SELECTED PASSAGE |
On September 21, Neuer made an appearance as a relief pitcher in a game against the Detroit Tigers, taking over for Bill Hogg due to the latter's ineffectiveness. His next appearance as a starter was against the St. Louis Browns. He was unable to control the baseball due to rain; the 5–2 game was called after six innings as a result, giving Neuer his second loss. His final appearance of the season was on October 3 against the Chicago White Sox. In that game, he allowed three hits in an 8–0 victory for his third and final shutout of the season. Neuer spent the offseason working as a hotel clerk, and after signing a contract for the 1908 season, he joined the team for spring training.

Griffith continued to have faith in Neuer during the exhibition season, and said he could potentially be "one of the greatest ever in the twirling line." Instead of working on his control during that time, which was considered the main thing he needed to work on, he practiced throwing the knuckleball and spitball. Griffith encouraged him to do so, believing that developing these trick pitches would allow him to become a great pitcher, and as a result, he practiced these pitches until, according to one sportswriter, "he was so wild he couldn’t hit the grand stand." In one exhibition game against Atlanta, he appeared in relief of Jack Chesbro, and allowed four runs in less than an inning due to his lack of control. His pitching continued to get worse, and by the end of spring training he was sent to the Newark Indians of the Eastern League. He never returned to the major leagues, becoming the only person to throw a shutout in both his major league debut and his final game.

==Later life==
In Neuer's debut for Newark, he allowed nine walks, eight runs, and made two errors; his pitching was noted as the direct cause of the 8–5 loss. By the beginning of June, Newark returned him to New York; in his short time in the Eastern League, Neuer set the record for most strikeouts in a game and most walks in a game, with 13 each. Griffith sent him back to Newark almost immediately, and they in turn sent him to the Toronto Maple Leafs, who in turn released him. He then signed with the Little Rock Travelers of the Southern Association, and pitched for them before being released on August 1.

The Chicago Cubs decided to give Neuer a tryout, hoping to add some pitching depth to help them, as they were in a pennant race. He did not make the roster, and was sent to the Johnstown Johnnies of the Tri-State League, where he finished the 1908 season. In 1909, he was increasingly referred to with the nickname of "Tacks", a nickname reserved for "restless, uneasy, erratic athletes", due to both his lack of control and his general inconsistency on the mound. That season, he played with many teams, both professional and semi-pro, and was frequently released to his inability to control the ball. The following year, he attempted one more comeback with the Binghamton Bingoes of the New York State League. Manager Jack Warner found his control to be so bad that he refused to use him in a regular season game, and Neuer's release from Binghamton marked the end of his professional career.

After retiring from baseball, Neuer became an umpire for local semi-pro and amateur baseball games, and worked for Bendix Aviation Corporation in Greene, New York until retiring in 1942. As an umpire, he was known for his entertaining style, adding extra emphasis on his calls to amuse game attendees. Neuer was married twice and had one son, Eugene, from his first marriage. He moved to Northumberland, Pennsylvania in the 1940s, where he lived until his death in 1966.

INFORMATION |
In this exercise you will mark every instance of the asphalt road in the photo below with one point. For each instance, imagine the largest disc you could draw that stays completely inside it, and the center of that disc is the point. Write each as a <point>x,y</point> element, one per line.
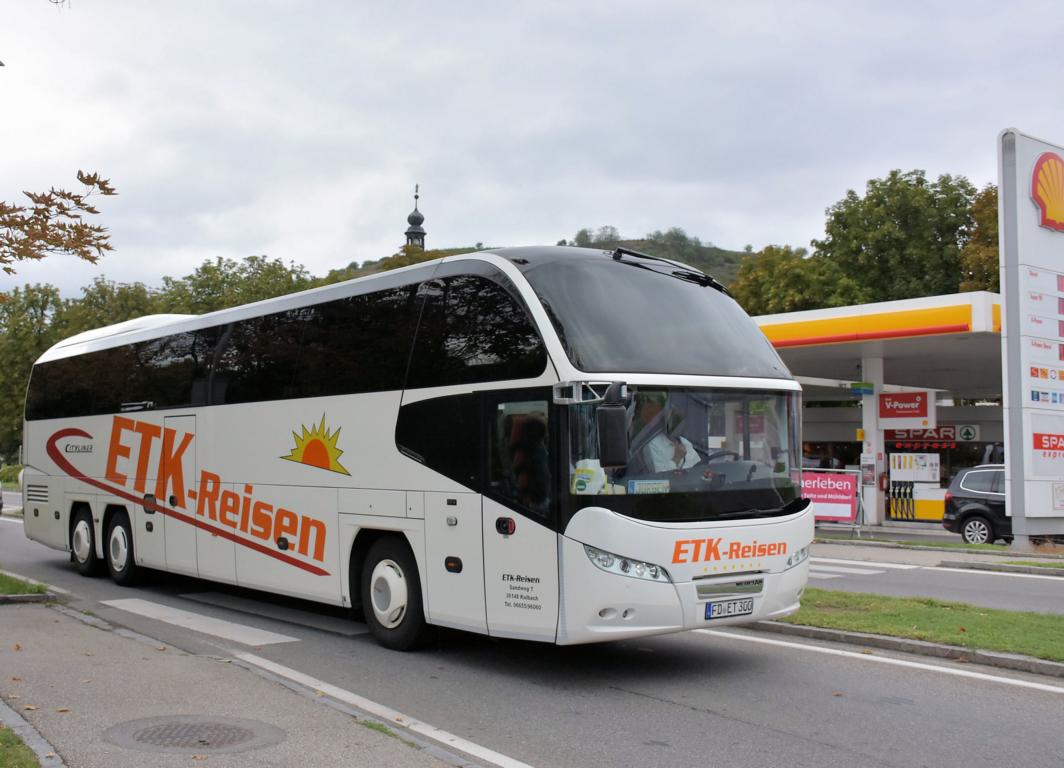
<point>722,699</point>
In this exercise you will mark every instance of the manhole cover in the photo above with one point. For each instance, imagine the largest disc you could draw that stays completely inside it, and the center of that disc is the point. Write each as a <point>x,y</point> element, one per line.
<point>194,734</point>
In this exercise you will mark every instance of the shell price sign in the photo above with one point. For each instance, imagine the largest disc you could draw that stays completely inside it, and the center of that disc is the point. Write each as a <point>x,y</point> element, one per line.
<point>1031,174</point>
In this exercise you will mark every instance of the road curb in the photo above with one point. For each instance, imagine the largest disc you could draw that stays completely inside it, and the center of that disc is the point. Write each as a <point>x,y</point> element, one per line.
<point>1014,662</point>
<point>1004,568</point>
<point>28,598</point>
<point>31,737</point>
<point>930,548</point>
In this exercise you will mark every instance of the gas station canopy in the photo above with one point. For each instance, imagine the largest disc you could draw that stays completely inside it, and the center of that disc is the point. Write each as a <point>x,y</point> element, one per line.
<point>947,343</point>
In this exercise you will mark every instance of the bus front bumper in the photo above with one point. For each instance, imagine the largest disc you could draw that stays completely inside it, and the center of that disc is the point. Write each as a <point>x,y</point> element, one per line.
<point>598,605</point>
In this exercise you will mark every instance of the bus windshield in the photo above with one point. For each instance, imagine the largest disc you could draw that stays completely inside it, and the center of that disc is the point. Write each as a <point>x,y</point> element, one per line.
<point>615,316</point>
<point>693,454</point>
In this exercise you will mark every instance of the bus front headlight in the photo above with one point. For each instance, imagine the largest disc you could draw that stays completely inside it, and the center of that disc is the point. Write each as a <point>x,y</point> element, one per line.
<point>626,566</point>
<point>797,557</point>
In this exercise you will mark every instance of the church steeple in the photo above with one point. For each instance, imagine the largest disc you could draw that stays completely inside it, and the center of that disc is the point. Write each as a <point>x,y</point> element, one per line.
<point>415,233</point>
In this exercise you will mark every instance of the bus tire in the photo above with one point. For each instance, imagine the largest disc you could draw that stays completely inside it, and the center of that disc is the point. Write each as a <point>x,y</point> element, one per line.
<point>119,550</point>
<point>392,596</point>
<point>83,544</point>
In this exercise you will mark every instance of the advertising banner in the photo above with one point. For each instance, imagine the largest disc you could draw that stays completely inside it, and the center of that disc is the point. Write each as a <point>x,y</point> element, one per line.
<point>834,495</point>
<point>914,467</point>
<point>907,411</point>
<point>1031,215</point>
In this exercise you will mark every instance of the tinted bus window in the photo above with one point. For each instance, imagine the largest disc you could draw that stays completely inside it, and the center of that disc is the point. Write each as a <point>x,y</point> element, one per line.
<point>356,345</point>
<point>259,360</point>
<point>617,316</point>
<point>472,330</point>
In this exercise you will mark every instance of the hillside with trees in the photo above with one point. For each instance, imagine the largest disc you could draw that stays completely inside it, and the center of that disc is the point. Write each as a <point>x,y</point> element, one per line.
<point>674,244</point>
<point>905,236</point>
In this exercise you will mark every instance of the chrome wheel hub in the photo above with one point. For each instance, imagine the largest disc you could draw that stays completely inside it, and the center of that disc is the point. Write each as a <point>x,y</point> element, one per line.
<point>976,532</point>
<point>82,541</point>
<point>387,594</point>
<point>118,548</point>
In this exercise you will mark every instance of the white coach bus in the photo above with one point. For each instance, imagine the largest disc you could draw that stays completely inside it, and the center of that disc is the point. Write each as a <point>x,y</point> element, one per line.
<point>550,444</point>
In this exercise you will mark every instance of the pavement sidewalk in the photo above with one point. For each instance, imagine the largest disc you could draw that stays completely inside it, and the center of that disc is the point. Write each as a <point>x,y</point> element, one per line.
<point>72,682</point>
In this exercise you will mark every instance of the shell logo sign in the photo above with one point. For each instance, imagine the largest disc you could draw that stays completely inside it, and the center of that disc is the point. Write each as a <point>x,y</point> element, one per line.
<point>1047,189</point>
<point>317,448</point>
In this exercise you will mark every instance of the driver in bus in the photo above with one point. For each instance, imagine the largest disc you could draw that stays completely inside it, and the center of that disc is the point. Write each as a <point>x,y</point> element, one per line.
<point>666,450</point>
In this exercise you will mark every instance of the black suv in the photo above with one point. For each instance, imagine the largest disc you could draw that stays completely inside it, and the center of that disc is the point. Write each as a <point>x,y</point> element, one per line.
<point>975,505</point>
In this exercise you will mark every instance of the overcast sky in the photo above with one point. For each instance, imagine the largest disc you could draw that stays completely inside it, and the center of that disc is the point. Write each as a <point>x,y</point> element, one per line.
<point>298,130</point>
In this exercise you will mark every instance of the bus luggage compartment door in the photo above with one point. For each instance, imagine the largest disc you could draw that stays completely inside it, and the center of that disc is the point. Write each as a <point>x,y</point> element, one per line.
<point>180,535</point>
<point>520,574</point>
<point>454,561</point>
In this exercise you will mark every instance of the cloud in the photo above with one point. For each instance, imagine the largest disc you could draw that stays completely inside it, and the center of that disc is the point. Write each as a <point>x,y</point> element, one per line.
<point>298,131</point>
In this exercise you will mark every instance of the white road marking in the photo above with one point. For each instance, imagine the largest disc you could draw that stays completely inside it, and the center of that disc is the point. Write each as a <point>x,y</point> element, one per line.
<point>993,572</point>
<point>293,616</point>
<point>876,564</point>
<point>843,569</point>
<point>890,661</point>
<point>206,624</point>
<point>384,713</point>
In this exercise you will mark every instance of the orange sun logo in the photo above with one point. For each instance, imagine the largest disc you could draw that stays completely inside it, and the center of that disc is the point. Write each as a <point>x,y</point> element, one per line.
<point>1047,189</point>
<point>317,448</point>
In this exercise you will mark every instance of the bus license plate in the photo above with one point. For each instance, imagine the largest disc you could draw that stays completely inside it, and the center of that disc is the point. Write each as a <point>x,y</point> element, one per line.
<point>727,608</point>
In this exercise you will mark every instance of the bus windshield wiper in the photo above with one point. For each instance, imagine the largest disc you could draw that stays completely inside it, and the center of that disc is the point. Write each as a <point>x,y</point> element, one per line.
<point>682,271</point>
<point>783,510</point>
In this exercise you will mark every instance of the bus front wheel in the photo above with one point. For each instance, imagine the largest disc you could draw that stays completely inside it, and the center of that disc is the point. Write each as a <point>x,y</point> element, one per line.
<point>392,595</point>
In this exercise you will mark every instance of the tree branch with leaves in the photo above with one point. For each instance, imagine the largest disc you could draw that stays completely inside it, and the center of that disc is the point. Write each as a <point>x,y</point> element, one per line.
<point>53,222</point>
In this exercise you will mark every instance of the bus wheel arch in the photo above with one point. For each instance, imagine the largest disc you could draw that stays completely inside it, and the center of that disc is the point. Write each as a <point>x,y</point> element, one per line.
<point>389,590</point>
<point>81,536</point>
<point>118,548</point>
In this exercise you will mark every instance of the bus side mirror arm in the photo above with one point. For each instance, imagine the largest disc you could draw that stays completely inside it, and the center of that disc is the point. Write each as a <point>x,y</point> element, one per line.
<point>613,428</point>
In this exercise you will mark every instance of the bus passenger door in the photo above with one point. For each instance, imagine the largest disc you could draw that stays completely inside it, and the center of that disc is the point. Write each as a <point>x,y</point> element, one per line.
<point>454,561</point>
<point>520,547</point>
<point>179,470</point>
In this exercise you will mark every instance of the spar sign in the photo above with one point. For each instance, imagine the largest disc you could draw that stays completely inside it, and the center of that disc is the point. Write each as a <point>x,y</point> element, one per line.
<point>834,495</point>
<point>907,411</point>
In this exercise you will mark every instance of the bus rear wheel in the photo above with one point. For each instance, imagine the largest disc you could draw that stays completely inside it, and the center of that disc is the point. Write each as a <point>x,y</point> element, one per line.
<point>83,545</point>
<point>392,596</point>
<point>119,551</point>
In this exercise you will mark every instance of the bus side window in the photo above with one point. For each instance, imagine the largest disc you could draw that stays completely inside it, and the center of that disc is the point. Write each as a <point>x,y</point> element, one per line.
<point>443,434</point>
<point>472,330</point>
<point>518,461</point>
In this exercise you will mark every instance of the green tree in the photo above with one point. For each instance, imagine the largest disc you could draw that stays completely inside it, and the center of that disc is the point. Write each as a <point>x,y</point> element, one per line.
<point>583,238</point>
<point>902,238</point>
<point>784,279</point>
<point>105,302</point>
<point>979,257</point>
<point>222,283</point>
<point>28,327</point>
<point>53,222</point>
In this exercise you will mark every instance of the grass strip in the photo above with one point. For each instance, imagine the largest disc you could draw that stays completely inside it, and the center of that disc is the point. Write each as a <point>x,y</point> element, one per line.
<point>1040,635</point>
<point>1036,564</point>
<point>10,585</point>
<point>14,753</point>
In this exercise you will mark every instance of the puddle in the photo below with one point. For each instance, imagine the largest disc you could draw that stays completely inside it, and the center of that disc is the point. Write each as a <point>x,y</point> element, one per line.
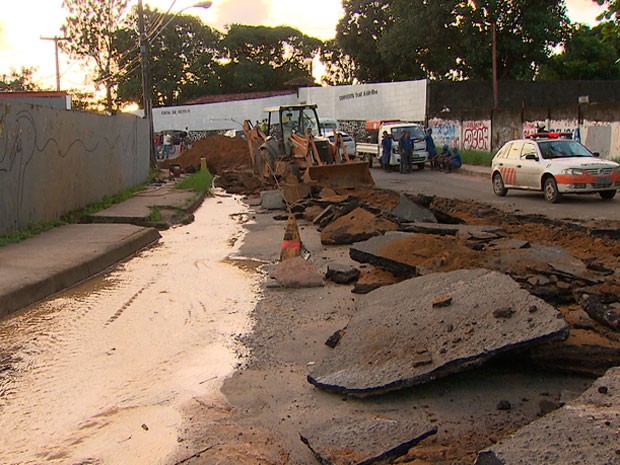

ACTION ITEM A | Summarize the passage about Neuer in three sentences.
ACTION ITEM B |
Answer these questions using the passage about Neuer:
(i) What job did Neuer hold during the offseason before the 1908 season?
(ii) In which league did the Little Rock Travelers play?
(iii) Which company did Neuer work for after retiring from baseball, and in what town?
The data has no connection to the passage about Neuer.

RESPONSE A | After a shutout of the Chicago White Sox closed his season, Neuer spent spring training working on trick pitches instead of his control, became wilder, and was sent to the Newark Indians, never returning to the major leagues. He then passed through several minor league and semi-pro teams, earned the nickname "Tacks" for his lack of control and inconsistency, and his release from the Binghamton Bingoes ended his professional career. After baseball, he umpired local games, worked for Bendix Aviation Corporation until retiring in 1942, and lived in Northumberland, Pennsylvania, until his death in 1966.

RESPONSE B |
(i) He worked as a hotel clerk.
(ii) The Southern Association.
(iii) Bendix Aviation Corporation, in Greene, New York.